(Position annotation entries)
....................
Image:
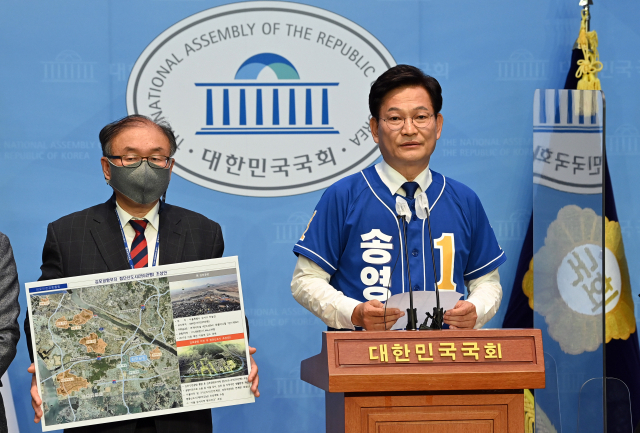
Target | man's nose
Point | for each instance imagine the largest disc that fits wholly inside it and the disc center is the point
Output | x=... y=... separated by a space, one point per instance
x=408 y=128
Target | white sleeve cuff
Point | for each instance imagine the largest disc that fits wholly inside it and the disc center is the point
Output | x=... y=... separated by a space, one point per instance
x=485 y=293
x=310 y=287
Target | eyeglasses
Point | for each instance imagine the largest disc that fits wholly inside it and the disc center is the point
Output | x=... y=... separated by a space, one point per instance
x=133 y=161
x=422 y=120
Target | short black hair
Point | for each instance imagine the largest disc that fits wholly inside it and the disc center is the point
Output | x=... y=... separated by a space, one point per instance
x=403 y=76
x=111 y=130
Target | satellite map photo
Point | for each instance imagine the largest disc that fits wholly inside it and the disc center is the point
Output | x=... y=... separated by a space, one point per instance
x=106 y=351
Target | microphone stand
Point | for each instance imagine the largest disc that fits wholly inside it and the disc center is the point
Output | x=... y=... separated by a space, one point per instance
x=412 y=313
x=437 y=318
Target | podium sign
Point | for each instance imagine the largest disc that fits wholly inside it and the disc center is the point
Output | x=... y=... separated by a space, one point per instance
x=448 y=381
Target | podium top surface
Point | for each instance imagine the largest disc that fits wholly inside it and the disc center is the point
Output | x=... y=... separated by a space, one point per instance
x=448 y=360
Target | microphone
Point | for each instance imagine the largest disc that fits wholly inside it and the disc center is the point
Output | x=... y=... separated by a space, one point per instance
x=404 y=212
x=437 y=318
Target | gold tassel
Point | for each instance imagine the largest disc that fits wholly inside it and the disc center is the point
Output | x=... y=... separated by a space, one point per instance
x=590 y=65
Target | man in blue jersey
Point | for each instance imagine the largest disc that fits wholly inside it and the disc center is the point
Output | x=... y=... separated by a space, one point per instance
x=351 y=256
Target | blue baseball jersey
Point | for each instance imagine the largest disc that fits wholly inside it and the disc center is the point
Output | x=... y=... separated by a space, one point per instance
x=355 y=236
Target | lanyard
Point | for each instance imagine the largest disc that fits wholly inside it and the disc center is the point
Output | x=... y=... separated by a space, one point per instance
x=126 y=245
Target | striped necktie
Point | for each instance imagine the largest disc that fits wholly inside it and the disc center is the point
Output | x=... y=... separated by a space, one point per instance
x=139 y=254
x=410 y=189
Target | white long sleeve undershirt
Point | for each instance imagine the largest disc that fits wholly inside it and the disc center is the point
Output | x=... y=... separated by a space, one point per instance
x=310 y=284
x=310 y=287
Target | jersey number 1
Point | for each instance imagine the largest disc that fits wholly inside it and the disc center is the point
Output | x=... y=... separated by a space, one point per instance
x=446 y=245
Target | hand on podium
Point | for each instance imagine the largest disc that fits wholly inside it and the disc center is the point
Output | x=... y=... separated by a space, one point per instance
x=462 y=316
x=370 y=315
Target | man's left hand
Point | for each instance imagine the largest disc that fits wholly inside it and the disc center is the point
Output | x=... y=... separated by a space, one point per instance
x=463 y=316
x=253 y=377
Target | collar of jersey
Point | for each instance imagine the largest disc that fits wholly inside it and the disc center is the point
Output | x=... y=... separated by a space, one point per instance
x=434 y=191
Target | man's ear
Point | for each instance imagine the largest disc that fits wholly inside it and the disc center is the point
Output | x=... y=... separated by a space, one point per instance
x=373 y=125
x=439 y=121
x=106 y=168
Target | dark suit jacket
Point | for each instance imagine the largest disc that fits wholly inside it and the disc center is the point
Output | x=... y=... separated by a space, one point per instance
x=9 y=311
x=90 y=242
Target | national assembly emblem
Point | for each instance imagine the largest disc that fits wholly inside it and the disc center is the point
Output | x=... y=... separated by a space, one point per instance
x=267 y=98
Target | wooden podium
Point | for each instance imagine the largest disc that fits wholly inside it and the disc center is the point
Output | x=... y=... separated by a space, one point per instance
x=426 y=381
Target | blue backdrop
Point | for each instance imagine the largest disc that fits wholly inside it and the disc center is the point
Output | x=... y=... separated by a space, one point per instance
x=489 y=56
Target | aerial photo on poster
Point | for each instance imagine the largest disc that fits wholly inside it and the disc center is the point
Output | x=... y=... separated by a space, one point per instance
x=197 y=297
x=106 y=352
x=212 y=361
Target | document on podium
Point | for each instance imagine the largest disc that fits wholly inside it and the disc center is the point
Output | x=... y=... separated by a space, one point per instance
x=423 y=301
x=139 y=343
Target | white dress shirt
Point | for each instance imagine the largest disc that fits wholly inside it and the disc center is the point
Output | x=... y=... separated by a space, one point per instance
x=150 y=233
x=310 y=284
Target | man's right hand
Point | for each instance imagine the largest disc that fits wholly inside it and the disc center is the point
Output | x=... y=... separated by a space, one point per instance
x=36 y=401
x=370 y=315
....................
■ **AIM**
Reproduce all of the entries above verbatim, omitting the pictures.

■ **WRITTEN SOLUTION**
Image:
Target | man's nose
Point | for each instance imagine the largest disc that fits wholly inside it and the disc center is the point
Output | x=... y=... separated by a space, one point per instance
x=408 y=128
Target | white sleeve cuff
Point | for each instance imagine the largest disc that fits wholly inside it and the disc center is the point
Output | x=... y=... separated by a space, one point per instance
x=485 y=293
x=310 y=287
Target | eyeglasses
Point | for each instance imagine the largest disc that fits wholly inside it and the disc center is the point
Output | x=... y=... separated by a space, one point per instance
x=133 y=161
x=422 y=120
Target | short black hair
Point | for each instance imagine the largest disc that fits wholly inside it and the disc center is the point
Output | x=... y=... separated by a space, one point per instance
x=403 y=76
x=111 y=130
Target | satellite map photo
Point | for each instance imagine the largest disc that fits wholly inside it and the disc center is the point
Output | x=... y=... separated by a space, one point per instance
x=106 y=351
Target | microphone stand
Point | for each instance imagine the largest disc that fits wholly inside it and the disc center is the point
Output | x=... y=... separated by a space, one point per instance
x=412 y=313
x=437 y=318
Target | podium sign
Point | for each instance imagine the largest disc that fits wholly inside it and the disc center is the point
Output | x=... y=... separated by a space, one point per instance
x=448 y=381
Target | podium top surface
Point | for each instance imagine the largest disc that fits wholly inside it and the disc center is the point
Output | x=... y=... separated by a space, one point per instance
x=448 y=360
Target | microphone
Point | for each instance imagine the largest disc that fits wholly inside it and the disc center is the point
Output | x=... y=... separated by a space, one point per instance
x=404 y=212
x=437 y=318
Target | gold tassel
Point | for each instance imagine the largest disc that fits wholly inside it and the disc center is the point
Output | x=... y=... separated by a space, one point per instance
x=590 y=65
Target | man in blue jersey
Point | for each instance imagine the largest disc that fits wholly inside it and the disc center is the point
Output | x=... y=... separated by a space, one point per instance
x=351 y=256
Target | blue baseball jersey
Point | for each instance imagine the largest disc that fits wholly inside it and the disc center is the point
Output | x=... y=... separated by a space, one point per instance
x=355 y=236
Target | lanyard
Point | for each instance imagine the largest disc that fits wholly inside it and the disc center is the point
Output | x=... y=... separated by a space, one point per instance
x=126 y=245
Target | striped necktie
Point | for each instance imagine the largest disc that fits wholly inside it and the disc center is the point
Output | x=... y=... separated by a space, one point per instance
x=139 y=254
x=410 y=189
Target | white long sleeve undershirt
Point | for each instance imagine the largest disc that fits wholly inside it and the disc center is the point
Output | x=... y=... separated by a space, one point per instance
x=310 y=284
x=310 y=287
Target | jersey number 1
Point | for each instance imagine the largest disc that fits wholly inside it and the disc center is the point
Output | x=... y=... separated by a space, one point per instance
x=446 y=245
Target | hand on podium
Point | for each instance imagine the largest disc that fits wholly inside it and the disc center is the point
Output | x=... y=... separated by a space, one point per instance
x=462 y=316
x=370 y=315
Target | man's left hand
Point | for each instance imagine the largest disc that fits wholly inside it and the disc center is the point
Output | x=... y=... separated by a space, one point per instance
x=463 y=316
x=253 y=377
Target | collar of jersey
Point | for each instance imagine the largest disc that fits wholly inside it and the disc center is the point
Output | x=... y=... separated by a space, one point per instance
x=434 y=191
Target | man's ear
Point | for each instance imagine the largest disc that fits wholly inside it and the disc center is the point
Output | x=... y=... separated by a space, one point per instance
x=373 y=125
x=439 y=121
x=106 y=168
Target | dark suit jacket
Point | for each instance imagine the largest disc that fits wholly inside it and the disc center is the point
Output | x=... y=... separated by a space, one point per instance
x=9 y=311
x=90 y=242
Target | national assembly emblem
Point | for each instance imagine the largest disc that fits wholly inside it and the disc center is the point
Output | x=... y=... separated by a space, one point per instance
x=267 y=98
Target | wooden podium
Point | for each instance imagine the largest disc that fits wholly inside it and the disc center is the point
Output | x=... y=... separated by a space, one point per instance
x=426 y=381
Target | blue backdrop
Point | for each instance imagine the largest disc that fits wholly inside it and the disc center is the point
Output | x=... y=... separated by a space, one point per instance
x=489 y=56
Target | aerial photo on poster
Point | for each instance imagine the largest disc that fits wholly inside it and the disc center is the point
Output | x=... y=... separated by a space, one point per instance
x=197 y=297
x=106 y=352
x=212 y=361
Target | document on podium
Point | for each instance imagine the largest disc that fits wholly inside it and the disc center is the point
Output | x=... y=... separated by a space, one point per instance
x=423 y=301
x=139 y=343
Target | white dress shirt
Point | for each instance imagine the largest disc that fits wholly inside it and the disc center is the point
Output | x=... y=... separated by a space, one point per instance
x=150 y=233
x=310 y=284
Target | man's right hand
Point | for each instance imagine the largest disc that fits wholly inside it and the disc center is the point
Output | x=... y=... separated by a space, one point per instance
x=36 y=401
x=370 y=315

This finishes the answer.